_REQUIRED WORK_
Copy the entries from the line with "baseboard radiator, one" up to and including the line with "point(41, 152)", replacing "lamp shade" with "lampshade" throughout and keeping everything else the same.

_WORKING DATA_
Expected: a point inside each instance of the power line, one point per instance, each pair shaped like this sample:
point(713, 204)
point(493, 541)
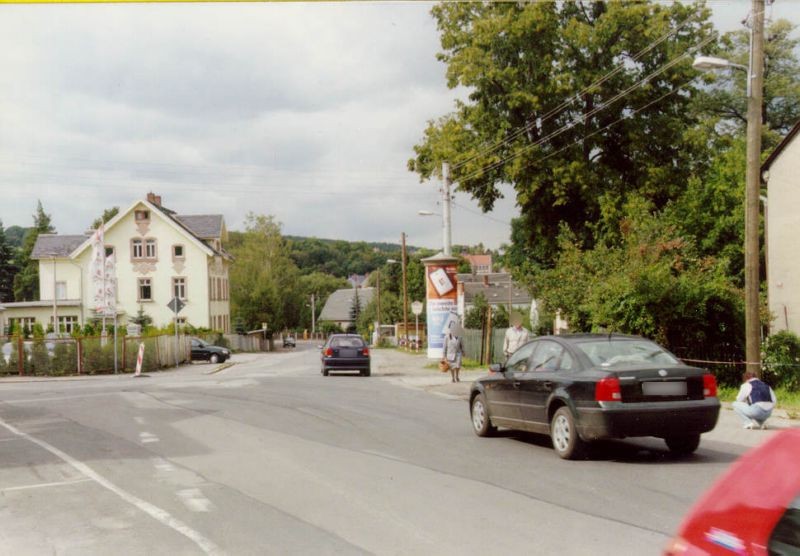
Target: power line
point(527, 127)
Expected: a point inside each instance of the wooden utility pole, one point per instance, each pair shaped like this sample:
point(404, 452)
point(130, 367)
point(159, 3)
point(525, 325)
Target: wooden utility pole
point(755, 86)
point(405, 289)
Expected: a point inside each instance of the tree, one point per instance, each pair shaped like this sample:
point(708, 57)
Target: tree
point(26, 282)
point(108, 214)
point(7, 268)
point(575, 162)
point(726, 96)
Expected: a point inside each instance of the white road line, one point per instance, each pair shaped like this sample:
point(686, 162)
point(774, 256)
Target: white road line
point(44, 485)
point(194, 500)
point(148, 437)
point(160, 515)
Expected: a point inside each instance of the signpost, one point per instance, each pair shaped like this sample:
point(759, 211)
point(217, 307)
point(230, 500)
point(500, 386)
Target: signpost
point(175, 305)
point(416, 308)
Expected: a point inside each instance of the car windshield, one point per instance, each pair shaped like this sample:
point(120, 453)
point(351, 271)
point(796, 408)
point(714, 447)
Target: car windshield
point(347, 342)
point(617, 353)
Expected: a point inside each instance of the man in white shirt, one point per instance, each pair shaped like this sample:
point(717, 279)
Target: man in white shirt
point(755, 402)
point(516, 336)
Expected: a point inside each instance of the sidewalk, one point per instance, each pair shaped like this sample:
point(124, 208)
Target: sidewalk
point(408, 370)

---

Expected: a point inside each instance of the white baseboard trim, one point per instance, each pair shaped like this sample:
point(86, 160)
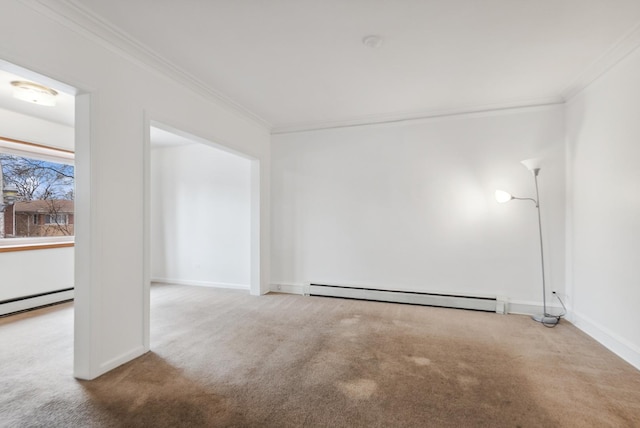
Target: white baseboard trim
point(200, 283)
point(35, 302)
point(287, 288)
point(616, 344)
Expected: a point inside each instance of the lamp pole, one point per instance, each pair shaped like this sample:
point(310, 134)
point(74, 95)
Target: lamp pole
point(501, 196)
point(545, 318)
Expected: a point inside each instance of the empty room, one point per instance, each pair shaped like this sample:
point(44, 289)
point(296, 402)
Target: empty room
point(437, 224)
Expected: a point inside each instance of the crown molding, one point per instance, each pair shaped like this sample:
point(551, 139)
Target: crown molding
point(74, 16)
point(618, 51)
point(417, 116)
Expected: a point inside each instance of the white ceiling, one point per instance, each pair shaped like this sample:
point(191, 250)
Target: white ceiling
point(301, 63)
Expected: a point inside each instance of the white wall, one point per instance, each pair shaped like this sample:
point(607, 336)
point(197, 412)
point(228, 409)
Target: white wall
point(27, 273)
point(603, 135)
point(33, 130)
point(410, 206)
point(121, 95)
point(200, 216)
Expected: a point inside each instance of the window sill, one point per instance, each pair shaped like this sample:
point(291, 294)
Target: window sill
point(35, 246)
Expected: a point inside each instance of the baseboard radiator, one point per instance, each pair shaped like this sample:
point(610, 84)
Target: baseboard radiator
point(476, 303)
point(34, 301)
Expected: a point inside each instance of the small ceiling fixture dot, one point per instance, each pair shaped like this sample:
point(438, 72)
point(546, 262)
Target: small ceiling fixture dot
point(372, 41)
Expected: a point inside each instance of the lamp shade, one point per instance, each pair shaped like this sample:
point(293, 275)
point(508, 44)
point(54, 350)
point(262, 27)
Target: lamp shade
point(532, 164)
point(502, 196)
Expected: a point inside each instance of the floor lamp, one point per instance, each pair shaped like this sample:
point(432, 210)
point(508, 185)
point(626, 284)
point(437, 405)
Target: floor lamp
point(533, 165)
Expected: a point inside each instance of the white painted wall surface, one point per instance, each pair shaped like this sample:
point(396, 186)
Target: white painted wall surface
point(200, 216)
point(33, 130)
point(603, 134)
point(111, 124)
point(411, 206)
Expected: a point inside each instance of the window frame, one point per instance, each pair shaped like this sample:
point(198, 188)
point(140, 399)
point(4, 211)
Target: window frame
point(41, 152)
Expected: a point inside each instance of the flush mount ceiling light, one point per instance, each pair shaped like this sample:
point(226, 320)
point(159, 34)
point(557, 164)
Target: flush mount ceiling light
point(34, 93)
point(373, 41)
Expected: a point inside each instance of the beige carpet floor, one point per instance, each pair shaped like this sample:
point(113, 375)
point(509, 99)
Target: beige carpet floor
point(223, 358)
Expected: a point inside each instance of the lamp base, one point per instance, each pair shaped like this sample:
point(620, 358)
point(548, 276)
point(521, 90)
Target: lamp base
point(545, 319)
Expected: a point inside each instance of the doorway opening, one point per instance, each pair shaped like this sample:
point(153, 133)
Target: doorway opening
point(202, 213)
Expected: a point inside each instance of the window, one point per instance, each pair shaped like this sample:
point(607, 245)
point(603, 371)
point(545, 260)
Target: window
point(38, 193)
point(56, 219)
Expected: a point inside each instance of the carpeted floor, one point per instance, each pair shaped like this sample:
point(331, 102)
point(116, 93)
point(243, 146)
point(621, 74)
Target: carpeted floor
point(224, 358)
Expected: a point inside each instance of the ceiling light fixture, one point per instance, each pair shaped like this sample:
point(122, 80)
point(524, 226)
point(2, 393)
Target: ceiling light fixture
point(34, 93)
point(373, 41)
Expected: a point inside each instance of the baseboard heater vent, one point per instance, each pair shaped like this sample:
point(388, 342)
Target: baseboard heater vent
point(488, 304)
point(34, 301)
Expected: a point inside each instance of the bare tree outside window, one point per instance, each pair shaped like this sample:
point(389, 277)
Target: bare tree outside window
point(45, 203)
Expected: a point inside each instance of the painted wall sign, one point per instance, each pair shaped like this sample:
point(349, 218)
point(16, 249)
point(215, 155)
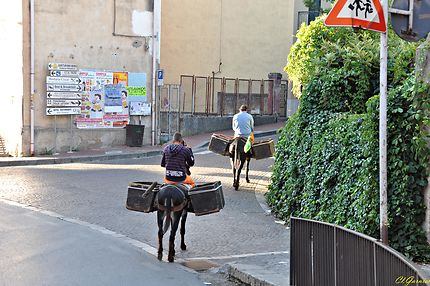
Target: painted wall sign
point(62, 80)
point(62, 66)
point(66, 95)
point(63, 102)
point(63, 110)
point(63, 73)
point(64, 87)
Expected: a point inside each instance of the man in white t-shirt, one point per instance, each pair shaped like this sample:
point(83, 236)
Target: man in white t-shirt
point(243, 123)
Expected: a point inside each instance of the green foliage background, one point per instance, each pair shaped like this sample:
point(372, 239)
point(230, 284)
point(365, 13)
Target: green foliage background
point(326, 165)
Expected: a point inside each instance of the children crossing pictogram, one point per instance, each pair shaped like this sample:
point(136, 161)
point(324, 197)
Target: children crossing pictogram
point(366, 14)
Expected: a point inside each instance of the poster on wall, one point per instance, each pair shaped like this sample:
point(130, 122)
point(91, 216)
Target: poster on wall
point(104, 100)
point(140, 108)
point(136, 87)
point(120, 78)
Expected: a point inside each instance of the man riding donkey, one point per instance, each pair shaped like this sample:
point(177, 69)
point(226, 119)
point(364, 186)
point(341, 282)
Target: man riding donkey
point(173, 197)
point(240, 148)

==

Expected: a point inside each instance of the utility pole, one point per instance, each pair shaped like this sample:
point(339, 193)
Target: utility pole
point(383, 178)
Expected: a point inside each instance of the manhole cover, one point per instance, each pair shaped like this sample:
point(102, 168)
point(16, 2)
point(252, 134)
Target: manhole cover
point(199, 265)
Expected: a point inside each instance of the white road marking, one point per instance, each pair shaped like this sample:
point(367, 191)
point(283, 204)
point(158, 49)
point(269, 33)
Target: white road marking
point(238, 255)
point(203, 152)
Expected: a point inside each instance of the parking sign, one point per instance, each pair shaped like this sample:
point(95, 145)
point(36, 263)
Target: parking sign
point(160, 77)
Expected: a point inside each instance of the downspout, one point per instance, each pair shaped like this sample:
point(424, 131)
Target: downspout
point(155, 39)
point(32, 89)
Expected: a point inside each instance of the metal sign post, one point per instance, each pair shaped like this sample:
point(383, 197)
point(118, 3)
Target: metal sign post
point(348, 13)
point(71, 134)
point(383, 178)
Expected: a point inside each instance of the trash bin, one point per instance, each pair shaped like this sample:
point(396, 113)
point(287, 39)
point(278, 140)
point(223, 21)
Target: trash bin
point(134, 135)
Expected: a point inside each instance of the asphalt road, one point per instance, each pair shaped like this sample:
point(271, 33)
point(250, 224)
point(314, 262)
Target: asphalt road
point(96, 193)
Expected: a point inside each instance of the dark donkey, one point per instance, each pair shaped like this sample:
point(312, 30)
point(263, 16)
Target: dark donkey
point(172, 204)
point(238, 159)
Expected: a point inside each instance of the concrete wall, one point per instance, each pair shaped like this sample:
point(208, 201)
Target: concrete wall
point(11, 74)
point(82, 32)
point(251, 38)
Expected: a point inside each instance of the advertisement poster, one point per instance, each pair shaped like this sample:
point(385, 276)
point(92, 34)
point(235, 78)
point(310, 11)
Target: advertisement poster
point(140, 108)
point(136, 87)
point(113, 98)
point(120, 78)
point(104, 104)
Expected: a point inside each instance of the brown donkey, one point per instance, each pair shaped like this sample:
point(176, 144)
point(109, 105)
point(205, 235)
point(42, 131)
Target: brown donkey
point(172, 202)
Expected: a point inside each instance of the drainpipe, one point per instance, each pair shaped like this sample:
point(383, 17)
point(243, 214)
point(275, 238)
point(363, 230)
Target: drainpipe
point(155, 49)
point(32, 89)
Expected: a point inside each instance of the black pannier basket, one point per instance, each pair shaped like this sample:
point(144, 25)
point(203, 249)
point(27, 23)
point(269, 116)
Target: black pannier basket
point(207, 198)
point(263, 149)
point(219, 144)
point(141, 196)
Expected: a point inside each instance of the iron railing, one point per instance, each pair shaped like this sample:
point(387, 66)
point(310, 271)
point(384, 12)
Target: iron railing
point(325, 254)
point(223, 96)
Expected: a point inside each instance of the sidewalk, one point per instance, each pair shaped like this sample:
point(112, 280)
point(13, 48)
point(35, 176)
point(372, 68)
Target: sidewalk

_SOLVED EXERCISE_
Expected: a point inside each instance of the baseboard radiator, one point per instance, each pair shaped like this sample:
point(610, 84)
Target: baseboard radiator
point(476, 303)
point(34, 301)
Expected: a point inside each instance of the small ceiling fixture dot, one point per instance, each pair shaped like this sample:
point(438, 72)
point(546, 262)
Target: small ceiling fixture dot
point(372, 41)
Expected: a point inside each instance of the lampshade, one point per instance, each pair shaped like this sample:
point(293, 275)
point(508, 44)
point(54, 350)
point(262, 27)
Target: lampshade
point(532, 164)
point(502, 196)
Expected: a point inside each instance of the floor lamp, one point per instance, each pair shaped like this sample:
point(432, 210)
point(508, 185)
point(626, 284)
point(437, 405)
Target: floor lamp
point(533, 165)
Expected: a point inside each instance of the white painted wall surface, one point per instance, each pair shaped like this sample:
point(396, 186)
Target: white painted wall surface
point(200, 216)
point(33, 130)
point(603, 134)
point(111, 124)
point(411, 206)
Expected: a point inside each instance of the window frame, one point per instance, each pair shaped like this sample:
point(198, 188)
point(140, 399)
point(4, 211)
Target: window frame
point(41, 152)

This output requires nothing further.